SOURCE EXTRACT:
══════

Mailing List Archive

A memory map based data persistence and startup speedup approach
Hi folks, as illustrated in faster-cpython#150 [1], we have implemented a mechanism that supports data persistence of a subset of python date types with mmap, therefore can reduce package import time by caching code object. This could be seen as a more eager pyc format, as they are for the same purpose, but our approach try to avoid [de]serialization. Therefore, we get a speedup in overall python startup by ~15%.

Currently, we’ve made it a third-party library and have been working on open-sourcing.

Our implementation (whose non-official name is “pycds”) mainly contains two parts:
importlib hooks, this implements the mechanism to dump code objects to an archive and a `Finder` that supports loading code object from mapped memory.
Dumping and loading (subset of) python types with mmap. In this part, we deal with 1) ASLR by patching `ob_type` fields; 2) hash seed randomization by supporting only basic types who don’t have hash-based layout (i.e. dict is not supported); 3) interned string by re-interning strings while loading mmap archive and so on.

══════

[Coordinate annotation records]
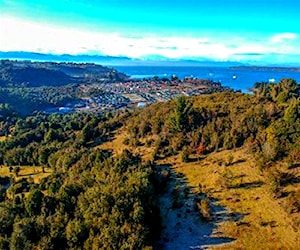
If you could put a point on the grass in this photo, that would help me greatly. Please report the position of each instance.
(241, 188)
(232, 178)
(34, 172)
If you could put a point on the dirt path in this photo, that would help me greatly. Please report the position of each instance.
(182, 226)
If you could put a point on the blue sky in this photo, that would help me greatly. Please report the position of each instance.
(260, 31)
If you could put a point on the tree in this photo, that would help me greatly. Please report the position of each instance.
(180, 120)
(34, 202)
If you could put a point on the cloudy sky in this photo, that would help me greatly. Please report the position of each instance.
(261, 31)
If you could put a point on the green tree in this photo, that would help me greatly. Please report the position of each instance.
(34, 202)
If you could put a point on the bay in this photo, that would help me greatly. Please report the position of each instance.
(236, 78)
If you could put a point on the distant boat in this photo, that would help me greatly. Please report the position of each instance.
(271, 80)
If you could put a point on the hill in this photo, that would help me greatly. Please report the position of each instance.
(218, 170)
(37, 74)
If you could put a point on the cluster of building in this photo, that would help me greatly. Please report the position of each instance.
(139, 93)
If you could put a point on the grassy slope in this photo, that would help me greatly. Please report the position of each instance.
(241, 188)
(35, 173)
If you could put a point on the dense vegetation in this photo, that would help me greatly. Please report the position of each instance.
(35, 86)
(38, 74)
(96, 200)
(92, 200)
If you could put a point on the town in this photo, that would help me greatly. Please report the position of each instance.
(132, 93)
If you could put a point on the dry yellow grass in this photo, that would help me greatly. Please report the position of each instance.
(35, 173)
(241, 189)
(117, 146)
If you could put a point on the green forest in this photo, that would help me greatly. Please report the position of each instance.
(93, 198)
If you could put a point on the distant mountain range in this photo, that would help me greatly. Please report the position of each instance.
(148, 60)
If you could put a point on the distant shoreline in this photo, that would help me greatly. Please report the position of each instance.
(267, 68)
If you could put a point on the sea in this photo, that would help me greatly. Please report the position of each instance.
(240, 78)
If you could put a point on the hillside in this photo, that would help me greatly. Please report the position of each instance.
(37, 74)
(218, 170)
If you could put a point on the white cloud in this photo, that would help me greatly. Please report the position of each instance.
(279, 38)
(23, 35)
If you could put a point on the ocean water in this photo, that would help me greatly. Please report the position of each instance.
(236, 78)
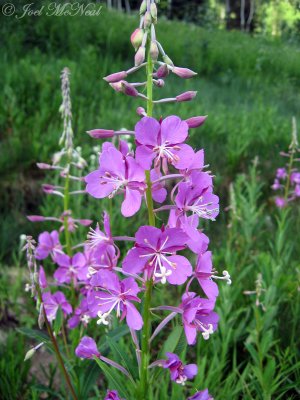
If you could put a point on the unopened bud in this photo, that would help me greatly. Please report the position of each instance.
(186, 96)
(153, 11)
(168, 60)
(154, 51)
(35, 218)
(141, 111)
(162, 71)
(143, 7)
(147, 20)
(29, 354)
(159, 82)
(116, 77)
(194, 122)
(128, 89)
(184, 73)
(43, 166)
(101, 133)
(136, 38)
(140, 56)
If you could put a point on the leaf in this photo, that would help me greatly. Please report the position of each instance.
(114, 379)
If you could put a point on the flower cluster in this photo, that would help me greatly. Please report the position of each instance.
(100, 284)
(287, 179)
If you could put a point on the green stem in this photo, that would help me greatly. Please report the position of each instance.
(56, 350)
(145, 354)
(66, 208)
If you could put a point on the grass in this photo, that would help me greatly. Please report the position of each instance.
(249, 88)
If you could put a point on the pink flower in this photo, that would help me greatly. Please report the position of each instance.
(113, 294)
(52, 302)
(118, 173)
(162, 142)
(155, 252)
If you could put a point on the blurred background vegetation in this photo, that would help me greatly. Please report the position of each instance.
(247, 57)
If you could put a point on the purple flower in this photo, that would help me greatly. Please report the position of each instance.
(48, 243)
(280, 202)
(115, 295)
(155, 252)
(87, 348)
(276, 185)
(81, 314)
(281, 173)
(52, 302)
(118, 173)
(179, 373)
(203, 273)
(163, 143)
(196, 196)
(198, 241)
(197, 315)
(71, 268)
(203, 395)
(112, 395)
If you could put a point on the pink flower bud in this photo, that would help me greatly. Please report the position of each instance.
(159, 83)
(143, 7)
(153, 11)
(154, 51)
(48, 188)
(168, 60)
(194, 122)
(128, 89)
(136, 38)
(101, 133)
(116, 77)
(43, 166)
(162, 71)
(147, 20)
(141, 111)
(140, 56)
(186, 96)
(35, 218)
(184, 73)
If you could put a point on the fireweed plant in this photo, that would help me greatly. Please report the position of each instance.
(287, 180)
(95, 284)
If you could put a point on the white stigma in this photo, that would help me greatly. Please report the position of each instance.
(163, 274)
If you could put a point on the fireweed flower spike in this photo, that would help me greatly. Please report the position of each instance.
(101, 284)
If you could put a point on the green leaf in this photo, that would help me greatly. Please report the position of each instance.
(59, 319)
(116, 381)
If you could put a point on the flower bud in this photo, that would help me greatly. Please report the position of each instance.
(141, 111)
(168, 60)
(29, 354)
(186, 96)
(153, 12)
(143, 7)
(154, 51)
(184, 73)
(140, 56)
(35, 218)
(147, 20)
(101, 133)
(162, 71)
(128, 89)
(159, 83)
(194, 122)
(43, 166)
(116, 77)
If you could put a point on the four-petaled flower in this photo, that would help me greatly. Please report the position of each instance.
(118, 173)
(113, 294)
(155, 253)
(163, 143)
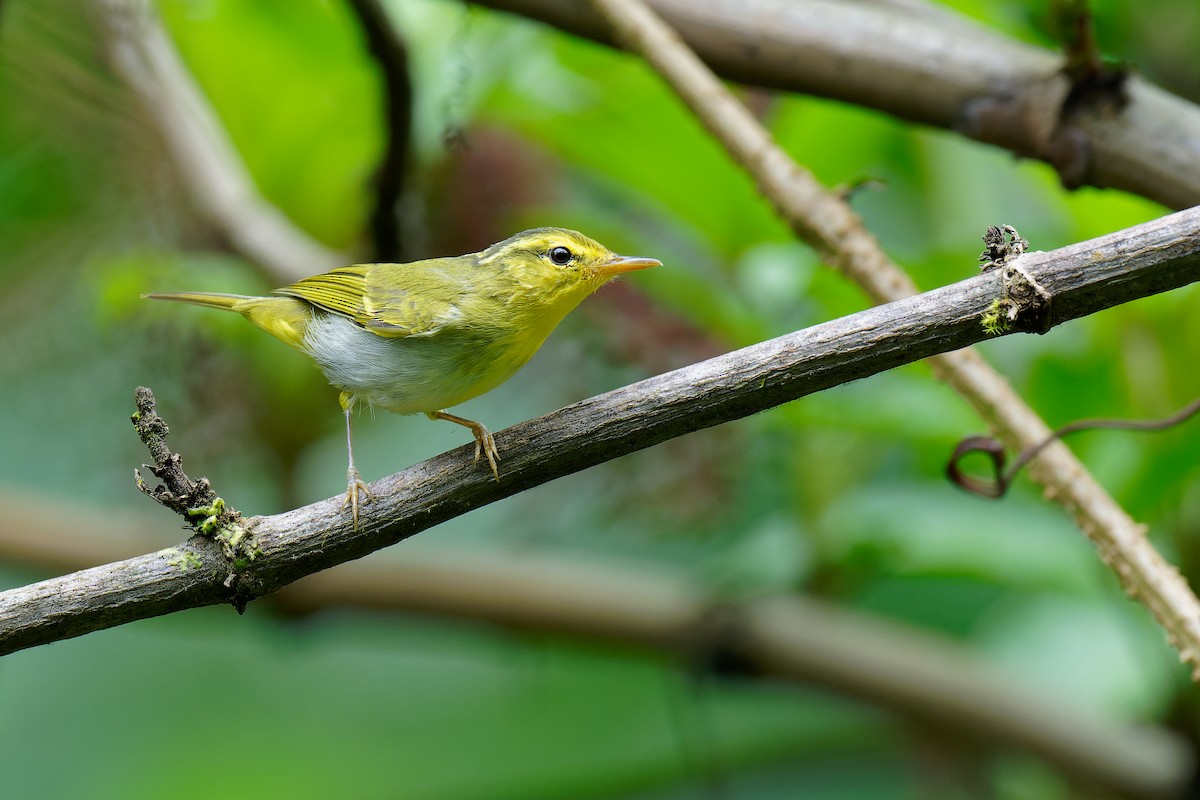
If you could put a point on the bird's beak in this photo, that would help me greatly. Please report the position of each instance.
(618, 264)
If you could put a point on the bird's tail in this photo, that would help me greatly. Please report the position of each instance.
(210, 299)
(285, 318)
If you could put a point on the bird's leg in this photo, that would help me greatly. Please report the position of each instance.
(485, 443)
(353, 480)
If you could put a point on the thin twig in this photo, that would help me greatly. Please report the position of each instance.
(1152, 257)
(995, 451)
(916, 674)
(391, 55)
(834, 229)
(213, 170)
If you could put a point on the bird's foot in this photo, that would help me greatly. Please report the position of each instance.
(354, 486)
(485, 445)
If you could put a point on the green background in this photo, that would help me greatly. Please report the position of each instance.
(839, 495)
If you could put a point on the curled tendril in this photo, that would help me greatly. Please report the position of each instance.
(997, 485)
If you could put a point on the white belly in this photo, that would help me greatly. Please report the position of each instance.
(406, 374)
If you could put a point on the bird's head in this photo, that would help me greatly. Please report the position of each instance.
(556, 264)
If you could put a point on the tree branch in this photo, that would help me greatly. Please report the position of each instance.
(934, 68)
(1149, 258)
(919, 675)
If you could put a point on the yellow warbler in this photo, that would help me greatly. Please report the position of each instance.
(425, 336)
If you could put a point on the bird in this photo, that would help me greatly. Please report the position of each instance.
(425, 336)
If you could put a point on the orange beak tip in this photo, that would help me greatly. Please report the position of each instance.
(630, 263)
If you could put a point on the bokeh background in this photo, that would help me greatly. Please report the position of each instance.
(839, 497)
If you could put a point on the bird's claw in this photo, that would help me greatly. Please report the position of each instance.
(354, 485)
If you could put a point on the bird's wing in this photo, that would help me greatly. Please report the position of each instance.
(390, 300)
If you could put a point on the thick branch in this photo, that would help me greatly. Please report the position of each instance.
(935, 68)
(201, 150)
(917, 674)
(391, 55)
(1145, 259)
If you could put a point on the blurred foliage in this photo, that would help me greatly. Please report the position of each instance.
(840, 494)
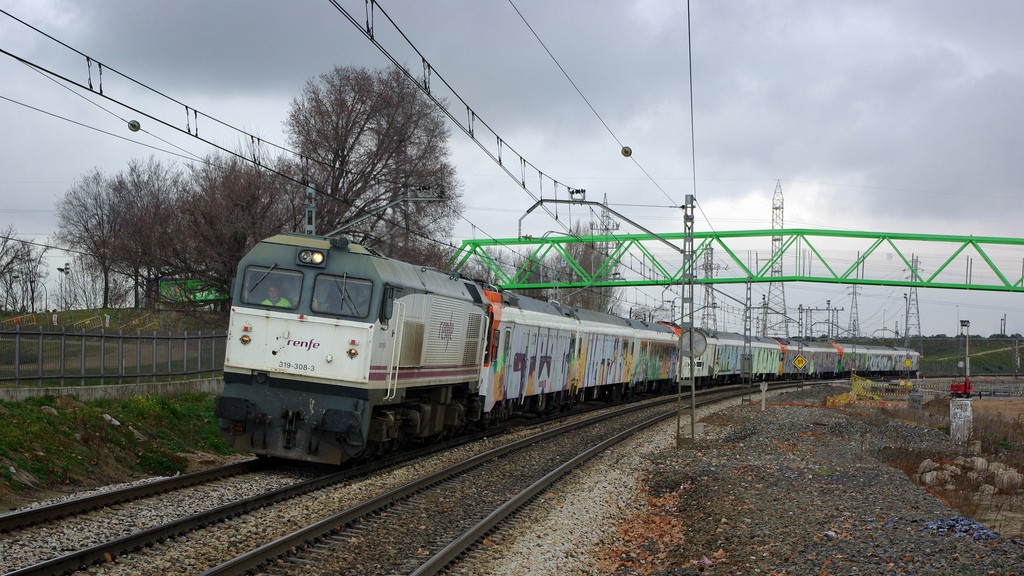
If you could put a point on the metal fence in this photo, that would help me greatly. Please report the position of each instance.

══════

EXERCISE DETAILS:
Output the entire mailing list post on memory-map-based data persistence word for word. The records are a separate set of material, unrelated to the mailing list post.

TASK ANSWER:
Mailing List Archive

A memory map based data persistence and startup speedup approach
Hi folks, as illustrated in faster-cpython#150 [1], we have implemented a mechanism that supports data persistence of a subset of python date types with mmap, therefore can reduce package import time by caching code object. This could be seen as a more eager pyc format, as they are for the same purpose, but our approach try to avoid [de]serialization. Therefore, we get a speedup in overall python startup by ~15%.

Currently, we’ve made it a third-party library and have been working on open-sourcing.

Our implementation (whose non-official name is “pycds”) mainly contains two parts:
importlib hooks, this implements the mechanism to dump code objects to an archive and a `Finder` that supports loading code object from mapped memory.
Dumping and loading (subset of) python types with mmap. In this part, we deal with 1) ASLR by patching `ob_type` fields; 2) hash seed randomization by supporting only basic types who don’t have hash-based layout (i.e. dict is not supported); 3) interned string by re-interning strings while loading mmap archive and so on.